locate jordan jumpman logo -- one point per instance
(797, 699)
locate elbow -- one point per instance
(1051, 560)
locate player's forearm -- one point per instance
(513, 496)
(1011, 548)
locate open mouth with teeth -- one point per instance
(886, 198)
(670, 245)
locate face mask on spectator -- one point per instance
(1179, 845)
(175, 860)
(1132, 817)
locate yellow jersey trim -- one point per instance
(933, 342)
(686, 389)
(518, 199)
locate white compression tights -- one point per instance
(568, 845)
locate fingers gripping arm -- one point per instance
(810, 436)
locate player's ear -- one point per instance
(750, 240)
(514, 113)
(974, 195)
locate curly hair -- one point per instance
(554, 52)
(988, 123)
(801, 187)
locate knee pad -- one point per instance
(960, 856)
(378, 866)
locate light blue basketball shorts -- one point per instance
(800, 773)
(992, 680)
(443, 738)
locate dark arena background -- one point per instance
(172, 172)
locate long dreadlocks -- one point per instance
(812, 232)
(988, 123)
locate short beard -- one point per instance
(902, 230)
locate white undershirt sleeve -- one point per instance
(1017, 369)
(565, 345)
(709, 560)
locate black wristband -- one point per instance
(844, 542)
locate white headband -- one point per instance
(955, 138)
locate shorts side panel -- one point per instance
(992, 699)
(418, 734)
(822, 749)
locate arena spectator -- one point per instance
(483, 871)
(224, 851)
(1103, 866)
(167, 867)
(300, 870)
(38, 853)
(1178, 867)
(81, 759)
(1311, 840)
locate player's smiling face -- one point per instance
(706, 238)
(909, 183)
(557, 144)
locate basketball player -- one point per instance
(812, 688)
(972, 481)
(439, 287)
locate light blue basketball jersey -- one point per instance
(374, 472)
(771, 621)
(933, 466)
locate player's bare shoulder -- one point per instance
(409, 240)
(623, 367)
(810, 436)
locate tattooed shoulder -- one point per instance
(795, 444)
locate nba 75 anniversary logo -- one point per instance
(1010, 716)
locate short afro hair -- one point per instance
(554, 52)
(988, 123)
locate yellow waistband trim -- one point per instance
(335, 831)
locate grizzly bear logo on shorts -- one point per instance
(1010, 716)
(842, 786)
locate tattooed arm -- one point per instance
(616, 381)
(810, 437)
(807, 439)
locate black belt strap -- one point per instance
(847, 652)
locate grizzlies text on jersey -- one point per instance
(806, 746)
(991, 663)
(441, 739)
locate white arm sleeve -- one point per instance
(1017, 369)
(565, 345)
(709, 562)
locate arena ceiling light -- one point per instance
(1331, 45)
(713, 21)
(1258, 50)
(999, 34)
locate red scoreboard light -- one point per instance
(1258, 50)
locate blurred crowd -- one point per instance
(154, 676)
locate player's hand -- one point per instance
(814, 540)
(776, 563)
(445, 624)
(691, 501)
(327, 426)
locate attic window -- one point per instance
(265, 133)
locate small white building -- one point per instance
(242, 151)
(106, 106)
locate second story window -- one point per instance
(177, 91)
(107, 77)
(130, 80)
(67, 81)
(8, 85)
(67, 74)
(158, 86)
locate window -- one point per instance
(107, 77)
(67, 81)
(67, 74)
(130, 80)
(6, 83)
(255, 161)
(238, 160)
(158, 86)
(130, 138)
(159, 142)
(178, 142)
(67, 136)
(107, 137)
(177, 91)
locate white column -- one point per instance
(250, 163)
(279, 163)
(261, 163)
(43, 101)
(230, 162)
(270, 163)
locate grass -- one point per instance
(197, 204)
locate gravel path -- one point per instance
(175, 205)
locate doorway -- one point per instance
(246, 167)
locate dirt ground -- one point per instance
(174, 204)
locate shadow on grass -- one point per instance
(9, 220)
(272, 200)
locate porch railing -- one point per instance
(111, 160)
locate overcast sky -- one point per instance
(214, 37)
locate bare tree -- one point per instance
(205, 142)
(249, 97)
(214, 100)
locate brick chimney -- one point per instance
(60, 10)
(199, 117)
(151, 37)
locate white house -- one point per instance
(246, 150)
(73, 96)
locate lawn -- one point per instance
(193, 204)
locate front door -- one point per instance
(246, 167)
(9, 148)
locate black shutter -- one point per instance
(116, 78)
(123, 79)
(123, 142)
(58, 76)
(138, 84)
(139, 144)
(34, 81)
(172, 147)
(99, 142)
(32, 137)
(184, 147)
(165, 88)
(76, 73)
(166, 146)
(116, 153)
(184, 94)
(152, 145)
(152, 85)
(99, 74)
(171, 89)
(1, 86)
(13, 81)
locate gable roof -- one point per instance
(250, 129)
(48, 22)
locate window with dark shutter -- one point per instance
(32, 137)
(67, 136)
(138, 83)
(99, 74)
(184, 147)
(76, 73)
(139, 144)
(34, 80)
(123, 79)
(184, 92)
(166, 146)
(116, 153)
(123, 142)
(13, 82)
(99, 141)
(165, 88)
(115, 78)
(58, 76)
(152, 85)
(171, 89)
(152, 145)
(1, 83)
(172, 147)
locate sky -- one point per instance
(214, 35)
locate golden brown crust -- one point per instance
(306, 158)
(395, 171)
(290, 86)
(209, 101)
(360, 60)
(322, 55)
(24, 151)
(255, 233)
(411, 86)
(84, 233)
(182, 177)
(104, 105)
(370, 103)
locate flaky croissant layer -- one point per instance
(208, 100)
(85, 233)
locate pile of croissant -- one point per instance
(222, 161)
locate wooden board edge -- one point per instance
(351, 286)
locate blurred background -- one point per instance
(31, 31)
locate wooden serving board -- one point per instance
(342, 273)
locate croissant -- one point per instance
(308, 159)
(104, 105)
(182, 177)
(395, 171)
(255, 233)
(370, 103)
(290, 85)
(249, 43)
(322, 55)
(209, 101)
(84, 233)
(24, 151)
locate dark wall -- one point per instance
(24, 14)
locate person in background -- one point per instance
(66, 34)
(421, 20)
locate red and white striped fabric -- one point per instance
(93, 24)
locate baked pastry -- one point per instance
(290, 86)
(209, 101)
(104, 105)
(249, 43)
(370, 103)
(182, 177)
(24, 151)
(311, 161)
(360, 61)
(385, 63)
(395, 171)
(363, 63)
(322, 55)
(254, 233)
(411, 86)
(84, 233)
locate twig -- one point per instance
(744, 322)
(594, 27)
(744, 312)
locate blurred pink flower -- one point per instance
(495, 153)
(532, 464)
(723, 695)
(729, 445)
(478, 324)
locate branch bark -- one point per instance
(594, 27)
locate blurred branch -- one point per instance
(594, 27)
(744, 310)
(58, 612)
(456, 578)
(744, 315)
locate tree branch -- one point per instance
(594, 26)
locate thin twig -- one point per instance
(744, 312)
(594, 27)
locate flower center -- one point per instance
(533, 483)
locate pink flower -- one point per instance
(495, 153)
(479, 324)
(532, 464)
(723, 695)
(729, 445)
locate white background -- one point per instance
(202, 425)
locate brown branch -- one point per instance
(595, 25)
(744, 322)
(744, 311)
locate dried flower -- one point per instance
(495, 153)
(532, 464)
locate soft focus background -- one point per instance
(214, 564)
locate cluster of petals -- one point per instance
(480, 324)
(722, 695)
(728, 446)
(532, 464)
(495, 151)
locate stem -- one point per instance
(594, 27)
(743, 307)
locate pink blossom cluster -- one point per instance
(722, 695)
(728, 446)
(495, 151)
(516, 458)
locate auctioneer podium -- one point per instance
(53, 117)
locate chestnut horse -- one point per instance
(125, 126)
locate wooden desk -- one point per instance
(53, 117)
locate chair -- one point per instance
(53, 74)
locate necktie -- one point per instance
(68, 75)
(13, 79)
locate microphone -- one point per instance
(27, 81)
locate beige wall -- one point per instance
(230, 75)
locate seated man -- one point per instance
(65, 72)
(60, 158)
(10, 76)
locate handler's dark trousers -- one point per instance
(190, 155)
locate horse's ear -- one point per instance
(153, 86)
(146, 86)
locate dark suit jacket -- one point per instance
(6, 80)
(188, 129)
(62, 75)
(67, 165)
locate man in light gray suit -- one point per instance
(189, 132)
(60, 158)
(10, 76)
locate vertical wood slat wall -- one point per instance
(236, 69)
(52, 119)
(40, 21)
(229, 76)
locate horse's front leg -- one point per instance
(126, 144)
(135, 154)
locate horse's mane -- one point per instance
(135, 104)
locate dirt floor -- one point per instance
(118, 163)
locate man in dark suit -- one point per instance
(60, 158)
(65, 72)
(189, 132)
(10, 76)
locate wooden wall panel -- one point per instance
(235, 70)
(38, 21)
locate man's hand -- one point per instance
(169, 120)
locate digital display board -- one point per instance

════════

# What is needed
Starting with the line that contains "locate chestnut horse" and going on through the last line of the material, write out each line as one item of a numbered list, skipping any blank lines.

# Exercise result
1. locate chestnut horse -- one point per instance
2. (125, 126)
3. locate wooden desk -- one point per instance
4. (53, 117)
5. locate chair -- one point per instance
6. (53, 74)
7. locate necktie -- one point per instance
8. (68, 75)
9. (13, 79)
10. locate microphone -- one point per instance
11. (27, 81)
12. locate beige wall -- one point per instance
13. (230, 75)
14. locate seated man -- one point per instance
15. (65, 72)
16. (60, 158)
17. (10, 76)
18. locate handler's dark trousers -- one point per instance
19. (190, 155)
20. locate horse's ear -- one point per instance
21. (153, 86)
22. (146, 86)
23. locate dark suit jacket -- one point per instance
24. (6, 80)
25. (188, 129)
26. (62, 75)
27. (67, 165)
28. locate man in light gray suit -- one point per instance
29. (189, 132)
30. (60, 158)
31. (10, 76)
32. locate vertical wood slat wall -- one point per instance
33. (236, 69)
34. (52, 119)
35. (40, 21)
36. (229, 76)
37. locate horse's front leg -- one point per instance
38. (126, 144)
39. (135, 154)
40. locate horse's mane -- one point per instance
41. (135, 104)
42. locate dirt floor -- one point per instance
43. (118, 163)
44. locate man in dark suit -- one point per instance
45. (60, 158)
46. (65, 72)
47. (189, 132)
48. (10, 76)
49. locate wooden wall panel -- one point per instance
50. (235, 70)
51. (38, 21)
52. locate man's hand -- one point per instance
53. (169, 120)
54. locate digital display board -- one point per instance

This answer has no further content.